◆ **TASK ITEM**: Every line of the records below from the line with "<point>935,434</point>" up to and including the line with "<point>342,798</point>" must be reproduced exactly, and no line outside that range.

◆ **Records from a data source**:
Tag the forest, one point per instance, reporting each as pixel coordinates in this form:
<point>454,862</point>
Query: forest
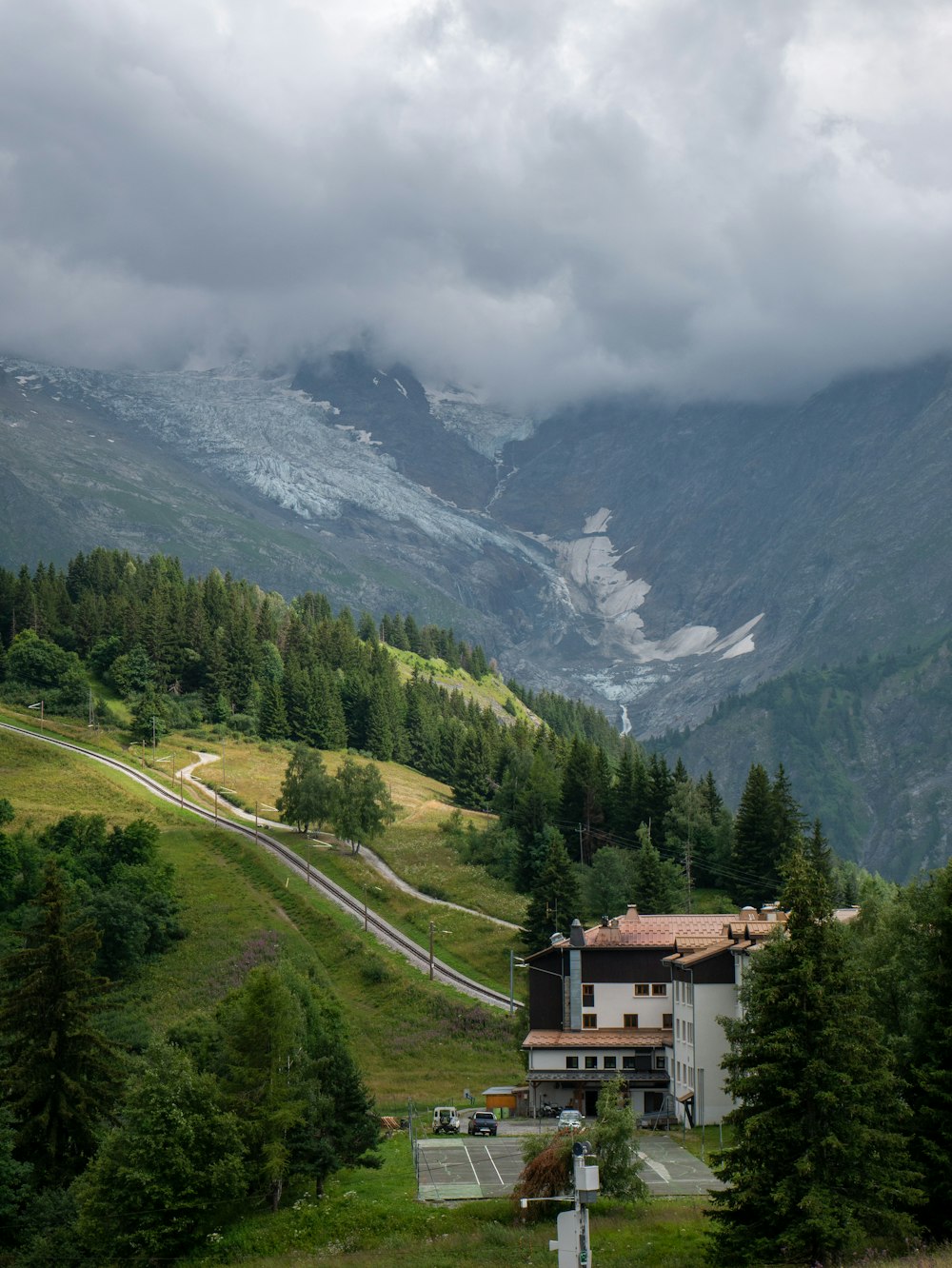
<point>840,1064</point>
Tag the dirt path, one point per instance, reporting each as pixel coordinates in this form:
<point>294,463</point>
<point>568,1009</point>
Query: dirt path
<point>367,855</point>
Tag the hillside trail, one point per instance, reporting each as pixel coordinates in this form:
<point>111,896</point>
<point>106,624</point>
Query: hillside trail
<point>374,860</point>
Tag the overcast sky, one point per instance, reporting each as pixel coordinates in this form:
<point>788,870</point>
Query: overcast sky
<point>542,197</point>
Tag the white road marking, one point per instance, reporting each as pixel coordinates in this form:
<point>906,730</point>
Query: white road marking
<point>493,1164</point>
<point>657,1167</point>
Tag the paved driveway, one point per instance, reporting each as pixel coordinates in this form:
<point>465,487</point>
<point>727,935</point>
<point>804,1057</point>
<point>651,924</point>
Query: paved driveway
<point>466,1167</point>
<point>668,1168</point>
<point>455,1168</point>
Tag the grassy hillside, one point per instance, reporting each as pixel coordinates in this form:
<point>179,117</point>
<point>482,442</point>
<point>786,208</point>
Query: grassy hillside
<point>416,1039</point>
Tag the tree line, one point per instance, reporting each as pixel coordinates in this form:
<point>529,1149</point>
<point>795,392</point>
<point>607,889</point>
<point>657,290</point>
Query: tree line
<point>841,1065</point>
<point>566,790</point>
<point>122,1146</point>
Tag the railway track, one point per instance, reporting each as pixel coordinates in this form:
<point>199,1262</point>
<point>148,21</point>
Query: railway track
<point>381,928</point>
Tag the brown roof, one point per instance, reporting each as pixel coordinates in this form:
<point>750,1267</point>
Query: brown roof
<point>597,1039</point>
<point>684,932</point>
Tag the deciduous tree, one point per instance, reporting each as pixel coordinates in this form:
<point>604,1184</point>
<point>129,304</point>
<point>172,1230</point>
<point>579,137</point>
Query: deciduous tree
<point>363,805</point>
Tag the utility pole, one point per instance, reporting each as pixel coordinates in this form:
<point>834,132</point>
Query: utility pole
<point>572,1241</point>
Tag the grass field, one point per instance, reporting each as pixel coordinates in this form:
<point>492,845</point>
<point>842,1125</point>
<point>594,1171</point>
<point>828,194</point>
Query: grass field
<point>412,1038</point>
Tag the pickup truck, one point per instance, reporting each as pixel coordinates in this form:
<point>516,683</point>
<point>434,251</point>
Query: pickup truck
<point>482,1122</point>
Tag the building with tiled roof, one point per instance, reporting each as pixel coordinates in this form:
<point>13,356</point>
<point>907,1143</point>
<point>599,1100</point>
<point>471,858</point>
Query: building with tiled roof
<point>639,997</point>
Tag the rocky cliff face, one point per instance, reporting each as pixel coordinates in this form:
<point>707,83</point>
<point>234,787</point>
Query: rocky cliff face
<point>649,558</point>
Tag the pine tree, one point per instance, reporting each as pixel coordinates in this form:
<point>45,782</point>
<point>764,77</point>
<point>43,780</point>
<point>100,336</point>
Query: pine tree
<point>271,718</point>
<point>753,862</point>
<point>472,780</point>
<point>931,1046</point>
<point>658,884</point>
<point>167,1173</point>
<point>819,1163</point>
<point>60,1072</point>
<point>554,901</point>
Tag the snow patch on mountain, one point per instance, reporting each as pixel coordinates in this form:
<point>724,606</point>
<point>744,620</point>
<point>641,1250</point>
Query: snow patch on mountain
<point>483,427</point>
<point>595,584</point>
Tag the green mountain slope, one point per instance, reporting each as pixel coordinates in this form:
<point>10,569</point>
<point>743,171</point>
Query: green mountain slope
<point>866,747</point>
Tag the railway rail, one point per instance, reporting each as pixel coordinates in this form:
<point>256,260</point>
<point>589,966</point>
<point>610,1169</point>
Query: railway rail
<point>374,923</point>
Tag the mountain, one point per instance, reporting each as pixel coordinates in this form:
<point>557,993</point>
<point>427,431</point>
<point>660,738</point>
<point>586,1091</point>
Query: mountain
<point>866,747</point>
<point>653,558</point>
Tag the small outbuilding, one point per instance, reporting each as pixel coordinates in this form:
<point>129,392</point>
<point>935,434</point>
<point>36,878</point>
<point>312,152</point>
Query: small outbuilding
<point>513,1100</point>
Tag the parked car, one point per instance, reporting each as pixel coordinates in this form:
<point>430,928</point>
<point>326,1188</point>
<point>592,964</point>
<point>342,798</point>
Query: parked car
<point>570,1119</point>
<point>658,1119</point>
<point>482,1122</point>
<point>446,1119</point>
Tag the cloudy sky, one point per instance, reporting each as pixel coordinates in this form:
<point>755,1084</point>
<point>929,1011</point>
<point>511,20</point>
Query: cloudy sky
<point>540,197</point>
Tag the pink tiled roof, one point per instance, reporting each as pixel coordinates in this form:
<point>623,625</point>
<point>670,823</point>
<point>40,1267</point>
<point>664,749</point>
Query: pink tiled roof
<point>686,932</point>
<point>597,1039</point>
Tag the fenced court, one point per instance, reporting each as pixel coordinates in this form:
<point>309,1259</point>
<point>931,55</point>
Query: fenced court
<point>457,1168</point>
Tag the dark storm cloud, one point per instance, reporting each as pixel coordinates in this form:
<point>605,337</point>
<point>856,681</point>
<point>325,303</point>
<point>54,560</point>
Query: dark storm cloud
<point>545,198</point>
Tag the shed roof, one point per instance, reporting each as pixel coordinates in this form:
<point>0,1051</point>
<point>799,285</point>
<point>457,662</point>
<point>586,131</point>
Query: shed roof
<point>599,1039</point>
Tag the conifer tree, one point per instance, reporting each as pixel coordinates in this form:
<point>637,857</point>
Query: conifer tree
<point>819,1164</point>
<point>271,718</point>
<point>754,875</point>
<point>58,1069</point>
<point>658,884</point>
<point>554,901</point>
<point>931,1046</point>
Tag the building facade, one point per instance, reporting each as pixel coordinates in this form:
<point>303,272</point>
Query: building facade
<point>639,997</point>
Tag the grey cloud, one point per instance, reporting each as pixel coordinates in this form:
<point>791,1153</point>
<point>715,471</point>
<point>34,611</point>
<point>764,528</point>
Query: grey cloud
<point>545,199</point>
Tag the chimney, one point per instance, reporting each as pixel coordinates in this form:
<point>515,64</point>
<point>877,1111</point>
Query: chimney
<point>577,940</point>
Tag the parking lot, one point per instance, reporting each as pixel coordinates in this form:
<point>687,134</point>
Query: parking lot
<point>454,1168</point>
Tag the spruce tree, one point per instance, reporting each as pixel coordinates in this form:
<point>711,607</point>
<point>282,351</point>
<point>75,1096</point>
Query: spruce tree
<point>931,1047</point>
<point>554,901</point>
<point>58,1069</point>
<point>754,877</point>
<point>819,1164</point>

---

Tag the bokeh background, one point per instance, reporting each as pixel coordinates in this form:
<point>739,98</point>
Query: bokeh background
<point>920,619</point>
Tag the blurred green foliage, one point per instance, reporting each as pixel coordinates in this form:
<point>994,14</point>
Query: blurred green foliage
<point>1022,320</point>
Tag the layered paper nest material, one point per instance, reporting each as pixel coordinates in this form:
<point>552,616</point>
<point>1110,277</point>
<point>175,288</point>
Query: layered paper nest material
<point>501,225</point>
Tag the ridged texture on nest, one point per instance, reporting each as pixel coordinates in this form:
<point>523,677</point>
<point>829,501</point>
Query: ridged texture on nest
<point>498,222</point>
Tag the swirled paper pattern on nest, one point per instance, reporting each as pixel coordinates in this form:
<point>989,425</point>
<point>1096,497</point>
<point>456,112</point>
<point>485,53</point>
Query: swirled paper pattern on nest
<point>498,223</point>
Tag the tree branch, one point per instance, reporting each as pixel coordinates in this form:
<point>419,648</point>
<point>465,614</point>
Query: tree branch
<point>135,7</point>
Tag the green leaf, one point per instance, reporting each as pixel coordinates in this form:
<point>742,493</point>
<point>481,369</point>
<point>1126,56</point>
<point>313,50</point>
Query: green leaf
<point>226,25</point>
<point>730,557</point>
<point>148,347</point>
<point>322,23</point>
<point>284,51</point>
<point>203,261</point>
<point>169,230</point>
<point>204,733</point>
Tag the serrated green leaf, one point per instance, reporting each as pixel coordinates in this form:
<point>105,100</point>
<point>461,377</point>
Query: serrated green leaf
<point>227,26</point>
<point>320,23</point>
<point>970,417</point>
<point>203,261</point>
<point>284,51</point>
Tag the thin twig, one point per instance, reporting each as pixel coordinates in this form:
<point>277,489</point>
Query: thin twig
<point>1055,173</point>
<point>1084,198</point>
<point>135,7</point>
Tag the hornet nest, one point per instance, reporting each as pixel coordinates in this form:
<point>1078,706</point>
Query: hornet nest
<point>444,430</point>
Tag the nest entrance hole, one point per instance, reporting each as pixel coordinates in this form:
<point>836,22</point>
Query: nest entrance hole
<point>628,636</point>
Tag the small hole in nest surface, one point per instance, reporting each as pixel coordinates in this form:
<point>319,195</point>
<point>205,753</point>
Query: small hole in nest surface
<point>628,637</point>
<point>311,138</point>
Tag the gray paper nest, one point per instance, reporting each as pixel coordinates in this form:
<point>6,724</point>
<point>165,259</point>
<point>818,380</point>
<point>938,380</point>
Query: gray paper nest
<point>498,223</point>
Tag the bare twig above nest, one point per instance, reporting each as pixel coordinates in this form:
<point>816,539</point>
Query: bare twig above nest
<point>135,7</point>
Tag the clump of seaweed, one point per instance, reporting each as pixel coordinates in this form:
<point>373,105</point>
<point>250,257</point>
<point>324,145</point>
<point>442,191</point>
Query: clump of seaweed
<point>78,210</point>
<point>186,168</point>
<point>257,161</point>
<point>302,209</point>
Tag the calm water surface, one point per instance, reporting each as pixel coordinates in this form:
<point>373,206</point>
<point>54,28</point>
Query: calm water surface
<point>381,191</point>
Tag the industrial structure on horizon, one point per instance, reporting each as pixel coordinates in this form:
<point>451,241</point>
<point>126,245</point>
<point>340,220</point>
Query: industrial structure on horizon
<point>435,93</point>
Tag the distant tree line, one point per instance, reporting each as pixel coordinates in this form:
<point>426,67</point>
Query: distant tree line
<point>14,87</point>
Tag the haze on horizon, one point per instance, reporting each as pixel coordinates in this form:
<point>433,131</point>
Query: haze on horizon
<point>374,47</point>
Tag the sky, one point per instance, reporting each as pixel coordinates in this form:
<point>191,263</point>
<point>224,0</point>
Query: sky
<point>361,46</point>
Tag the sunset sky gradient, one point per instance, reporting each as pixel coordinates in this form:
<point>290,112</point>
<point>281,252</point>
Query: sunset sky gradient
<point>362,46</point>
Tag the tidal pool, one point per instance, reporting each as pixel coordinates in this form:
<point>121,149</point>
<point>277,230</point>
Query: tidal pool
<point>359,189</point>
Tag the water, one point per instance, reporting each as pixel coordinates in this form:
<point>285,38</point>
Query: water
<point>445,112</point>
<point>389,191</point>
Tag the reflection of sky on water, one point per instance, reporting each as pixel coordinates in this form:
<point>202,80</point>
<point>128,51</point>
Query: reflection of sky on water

◆ **RESPONSE FOR THIS EXERCISE**:
<point>935,434</point>
<point>36,878</point>
<point>312,152</point>
Query: small outbuilding
<point>513,1100</point>
Tag the parked car, one point per instance, reporting each as pixel coordinates in this form:
<point>430,928</point>
<point>326,1188</point>
<point>592,964</point>
<point>342,798</point>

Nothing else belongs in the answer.